== Consigne ==
Poursuivez le texte sur l'autoformation en reprenant juste après sa dernière phrase.

== Extrait du document ==

En 2016, parait "Apprendre par soi-même aujourd’hui. Les nouvelles modalités de l'autoformation dans la société digitale" sous la direction de Marc Nagels et Philippe Carré . Cet ouvrage vient consolider et actualiser les connaissances sur l'autoformation à la lumière de l'usage des ressources numériques. L'autoformation est analysée sous trois angles spécifiques : l'environnement, avec l'influence du milieu familial et professionnel ; les ressources et le rapport aux ressources numériques ou sociales mobilisées par l'autoformation ; l'approche cognitive qui met l'accent sur l'organisation cognitive de l'activité d'autoformation et les ressources individuelles d'auto-effcacité. Les résultats, après étude de 80 entretiens renforcent la perspective de l'apprenant devenu particulièrement capable de diriger ses apprentissages, opportuniste dans la gestion des ressources et combinant au service de ses buts les apports des dispositifs formels et informels dans leurs formes les plus récentes.
Déclinaison pratique
Dans une étude de l'APEC de juin 2008 sur l'acquisition de compétences en entreprise, l'auto-formation est considérée comme une forme d'auto-apprentissage qui peut résulter de l'acquisition de connaissances formelles comme l'observation puis la reproduction mimétique de savoir-faire et savoir-être sur le terrain.
Parmi les caractéristiques qui ressortent d'un échantillon d'apprenants qui ont été enquêtés, il ressort que l'auto-formation est :
un apprentissage qui se fait « naturellement »
liée à la personnalité de l'apprenant, à son état d'esprit
dépendant d'une démarche active souvent informelle et peu structurée.
Tiers, relations professionnelles comme extra-professionnelles, tout contact peut servir à l'« auto-apprenant ».
Sociologie
L'autodidaxie est souvent présentée ou imaginée comme une alternative, voire un acte de rébellion contre un système éducatif dominant, ou encore comme une nécessité dans des situations de handicap physique, géographique, financiers, etc. Dans ces trois cas, la manière autre d'apprendre et d'être accompagné dans cet apprentissage échappe aux catégories habituelles de l'entendement. D'où l'attribution du processus et du mérite d'apprendre au seul apprenant.

== Matériel fourni ==

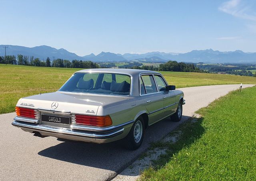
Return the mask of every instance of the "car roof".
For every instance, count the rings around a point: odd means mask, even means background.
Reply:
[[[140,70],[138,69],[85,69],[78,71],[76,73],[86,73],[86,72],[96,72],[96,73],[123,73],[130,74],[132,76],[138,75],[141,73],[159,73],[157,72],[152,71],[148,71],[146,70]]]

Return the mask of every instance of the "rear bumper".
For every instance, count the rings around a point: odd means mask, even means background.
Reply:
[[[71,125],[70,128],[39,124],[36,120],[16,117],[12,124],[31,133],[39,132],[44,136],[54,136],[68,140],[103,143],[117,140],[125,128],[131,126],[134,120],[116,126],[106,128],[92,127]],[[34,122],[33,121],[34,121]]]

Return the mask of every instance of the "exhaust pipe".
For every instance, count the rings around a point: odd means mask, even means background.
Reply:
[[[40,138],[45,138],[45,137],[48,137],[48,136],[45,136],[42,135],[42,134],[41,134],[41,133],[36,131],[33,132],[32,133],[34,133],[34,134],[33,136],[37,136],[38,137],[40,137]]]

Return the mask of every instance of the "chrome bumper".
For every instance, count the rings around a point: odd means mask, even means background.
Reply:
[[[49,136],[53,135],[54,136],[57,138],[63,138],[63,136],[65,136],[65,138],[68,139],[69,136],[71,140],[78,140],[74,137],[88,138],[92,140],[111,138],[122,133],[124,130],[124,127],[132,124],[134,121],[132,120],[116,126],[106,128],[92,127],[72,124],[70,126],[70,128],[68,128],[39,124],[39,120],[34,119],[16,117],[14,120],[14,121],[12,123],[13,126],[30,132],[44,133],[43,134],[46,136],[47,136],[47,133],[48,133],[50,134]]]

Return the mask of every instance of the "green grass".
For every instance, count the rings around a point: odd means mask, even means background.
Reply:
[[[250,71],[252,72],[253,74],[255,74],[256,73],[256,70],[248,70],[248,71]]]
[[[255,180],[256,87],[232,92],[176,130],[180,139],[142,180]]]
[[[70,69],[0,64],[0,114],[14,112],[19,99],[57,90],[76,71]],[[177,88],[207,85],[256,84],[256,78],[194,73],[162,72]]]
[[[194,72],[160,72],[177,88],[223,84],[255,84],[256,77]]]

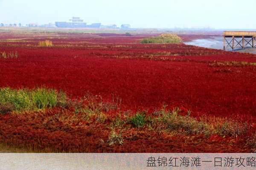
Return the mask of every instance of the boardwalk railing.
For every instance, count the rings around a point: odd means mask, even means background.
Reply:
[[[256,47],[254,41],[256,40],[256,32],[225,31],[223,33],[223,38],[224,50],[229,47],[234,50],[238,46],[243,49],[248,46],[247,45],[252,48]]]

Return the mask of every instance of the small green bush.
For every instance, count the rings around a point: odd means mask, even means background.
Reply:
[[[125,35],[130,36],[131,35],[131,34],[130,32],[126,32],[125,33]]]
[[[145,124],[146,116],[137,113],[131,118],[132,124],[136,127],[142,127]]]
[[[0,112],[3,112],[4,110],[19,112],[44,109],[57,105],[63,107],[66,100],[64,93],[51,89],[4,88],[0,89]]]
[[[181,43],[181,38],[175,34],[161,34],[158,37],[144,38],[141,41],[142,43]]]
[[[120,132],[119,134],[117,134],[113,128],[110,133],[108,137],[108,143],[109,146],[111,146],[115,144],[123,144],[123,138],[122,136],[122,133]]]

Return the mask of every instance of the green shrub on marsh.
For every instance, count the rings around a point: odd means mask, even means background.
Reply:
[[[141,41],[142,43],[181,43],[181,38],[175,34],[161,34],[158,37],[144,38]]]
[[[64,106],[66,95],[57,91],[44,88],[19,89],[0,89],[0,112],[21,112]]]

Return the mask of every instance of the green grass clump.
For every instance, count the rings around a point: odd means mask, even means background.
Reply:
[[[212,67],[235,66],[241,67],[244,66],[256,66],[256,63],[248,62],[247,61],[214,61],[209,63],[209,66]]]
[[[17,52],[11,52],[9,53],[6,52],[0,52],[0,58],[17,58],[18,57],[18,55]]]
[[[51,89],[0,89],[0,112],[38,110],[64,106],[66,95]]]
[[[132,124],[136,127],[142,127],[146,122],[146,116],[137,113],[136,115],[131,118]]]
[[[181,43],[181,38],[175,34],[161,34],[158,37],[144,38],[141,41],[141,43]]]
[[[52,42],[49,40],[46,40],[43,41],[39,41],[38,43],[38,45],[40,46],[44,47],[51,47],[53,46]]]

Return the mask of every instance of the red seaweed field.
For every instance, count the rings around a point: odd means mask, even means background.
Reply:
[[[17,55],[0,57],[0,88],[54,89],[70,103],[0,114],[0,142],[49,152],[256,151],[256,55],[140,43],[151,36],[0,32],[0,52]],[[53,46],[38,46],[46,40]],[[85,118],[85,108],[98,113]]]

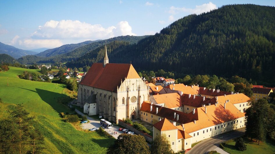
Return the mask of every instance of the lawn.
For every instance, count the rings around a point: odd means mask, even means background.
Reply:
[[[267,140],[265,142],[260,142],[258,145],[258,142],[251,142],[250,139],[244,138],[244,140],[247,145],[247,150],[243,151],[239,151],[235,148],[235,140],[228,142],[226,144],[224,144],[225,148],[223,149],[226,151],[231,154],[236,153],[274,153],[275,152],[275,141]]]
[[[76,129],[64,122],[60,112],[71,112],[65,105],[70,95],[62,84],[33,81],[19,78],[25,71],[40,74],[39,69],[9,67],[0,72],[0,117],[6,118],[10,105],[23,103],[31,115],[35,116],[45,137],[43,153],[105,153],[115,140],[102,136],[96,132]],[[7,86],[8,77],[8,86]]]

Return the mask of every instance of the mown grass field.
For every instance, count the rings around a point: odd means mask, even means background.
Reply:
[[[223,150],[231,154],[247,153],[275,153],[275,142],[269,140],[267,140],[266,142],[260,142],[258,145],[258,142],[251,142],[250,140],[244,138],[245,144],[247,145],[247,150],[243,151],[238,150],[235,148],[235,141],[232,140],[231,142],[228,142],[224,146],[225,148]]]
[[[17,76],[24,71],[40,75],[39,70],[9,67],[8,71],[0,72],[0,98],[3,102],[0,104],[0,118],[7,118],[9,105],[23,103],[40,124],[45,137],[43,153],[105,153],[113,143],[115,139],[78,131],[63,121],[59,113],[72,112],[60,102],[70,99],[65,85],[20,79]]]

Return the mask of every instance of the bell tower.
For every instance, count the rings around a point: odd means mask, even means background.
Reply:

== Réponse rédigée ==
Il est parfois considéré comme à part ne faisant pas partie d'un réseau, de par l'absence de « légitimité » de sa formation. Cela dit, avec des systèmes comme celui de la Validation des Acquis de l'Expérience,(VAE) les autodidactes ont aujourd'hui la possibilité de donner une valeur à ce qu'il ont appris par eux-mêmes en le valorisant par un diplôme, sous certaines conditions.
Il apparaît par exemple chez Jean-Jacques Rousseau ou encore dans Dom Juan ou le Festin de pierre de Molière, acte 3 scène 1, lorsque Sganarelle discourt avec Don Juan. Il apparaît également dans les textes de vulgarisation scientifique (essais, vade-mecum) qui font l'objet d'une réappropriation sociale de la part des classes moyennes en quête d’ascension sociale, Pierre Bourdieu appelant ce phénomène l'« autodidaxie légitime ».
Dans Les Nouveaux Autodidactes, Georges Le Meur signale que dans la vie quotidienne, « l'autodidacte représente souvent la réussite socio-professionnelle d'une personne qui ne devait « normalement » pas s'élever dans la hiérarchie sociale ». Toutefois, si les souhaits d'ascension sociale constituent un moteur important pour se former, il montre aussi que l'on peut apprendre de manière indépendante et sans souci de promotion. Il met en évidence des démarches de formation existentielles et/ou cognitives que le sujet pilote intégralement pour le plaisir. Il rappelle qu'autrefois le métier de base s'apprenait avec un maître et qu'à la manufacture l'autodidacte n'avait pas sa place. Les autodidactes « emblématiques » qui appartenaient à la classe dominée étudiaient dans les domaines généraux, non professionnels, et manifestaient un respect fort à l'égard de l'institution éducative. Ils s'appropriaient par des voies non scolaires le capital culturel qui leur faisait défaut.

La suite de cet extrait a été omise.